*USING THE INFORMATION*:
1. Please rewrite the Scrapy British Airways review page from "Using Scrapy to" to "scrape the reviews.", changing "matplotlib" to "seaborn".
2. According to the Scrapy British Airways review page, which file is opened to implement the crawlers and parsers?

*DOCUMENT SEGMENT*:

Using Scrapy to Analyse British Airways reviews from skytrax

Github Repository

Scrapy is a powerful python library to scrape the internet and mine data. I have used Scrapy to mine the review data for British Airways from the Skytrax review website and store it in a json file format. Regex is used to format the text review and matplotlib is used to get insights about the response to various aircrafts in the fleet of British airways.

Starting the Scrapy project:

Download the Scrapy project using the command pip install Scrapy. Type the command scrapy start project BritishAirways in the terminal to start the Scrapy project. Navigate to the file spiders/__init__.py. This is where we are going to implement our crawlers and parsers to scrape the reviews.

Analysing the structure of the review website

This is how a review block in the skytrax website looks like. We need to scrape the overall rating, the text, name of the reviewer, date, and all the rows below. We will look at how to scrape each of the element from this review block.

We can look at the html code for this review block to help us in extracting each and every data in the table. It can be done by right clicking on the page and selecting ‘inspect’. On the right side of the page you can see the pane showing the html code for each block of the website. The below image shows the html code of the table where it shows the categories: Type of Traveller as Family Leisure, Seat as Business class, and so on. Each of this text is enclosed in a <td> element with a unique class which can be used to extract the text we want.

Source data

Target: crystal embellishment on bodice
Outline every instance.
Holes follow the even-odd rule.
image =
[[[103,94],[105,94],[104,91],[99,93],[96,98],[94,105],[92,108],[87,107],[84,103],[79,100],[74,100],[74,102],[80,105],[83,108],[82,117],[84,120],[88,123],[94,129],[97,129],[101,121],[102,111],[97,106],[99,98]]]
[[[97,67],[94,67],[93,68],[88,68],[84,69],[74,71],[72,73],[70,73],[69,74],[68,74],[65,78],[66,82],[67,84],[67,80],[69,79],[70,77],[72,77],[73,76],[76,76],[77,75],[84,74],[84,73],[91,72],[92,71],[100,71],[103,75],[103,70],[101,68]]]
==
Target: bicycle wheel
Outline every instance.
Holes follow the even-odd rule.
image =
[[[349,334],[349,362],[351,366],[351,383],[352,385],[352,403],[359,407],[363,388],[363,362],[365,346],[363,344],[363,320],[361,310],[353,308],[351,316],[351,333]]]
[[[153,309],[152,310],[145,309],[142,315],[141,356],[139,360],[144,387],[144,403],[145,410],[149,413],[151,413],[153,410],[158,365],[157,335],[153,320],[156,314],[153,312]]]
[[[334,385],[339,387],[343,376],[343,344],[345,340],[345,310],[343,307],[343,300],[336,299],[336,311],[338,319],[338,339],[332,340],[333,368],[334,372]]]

*ANSWERS IN ORDER*:
1.
Using Scrapy to Analyse British Airways reviews from skytrax

Github Repository

Scrapy is a powerful python library to scrape the internet and mine data. I have used Scrapy to mine the review data for British Airways from the Skytrax review website and store it in a json file format. Regex is used to format the text review and seaborn is used to get insights about the response to various aircrafts in the fleet of British airways.

Starting the Scrapy project:

Download the Scrapy project using the command pip install Scrapy. Type the command scrapy start project BritishAirways in the terminal to start the Scrapy project. Navigate to the file spiders/__init__.py. This is where we are going to implement our crawlers and parsers to scrape the reviews.

2. spiders/__init__.py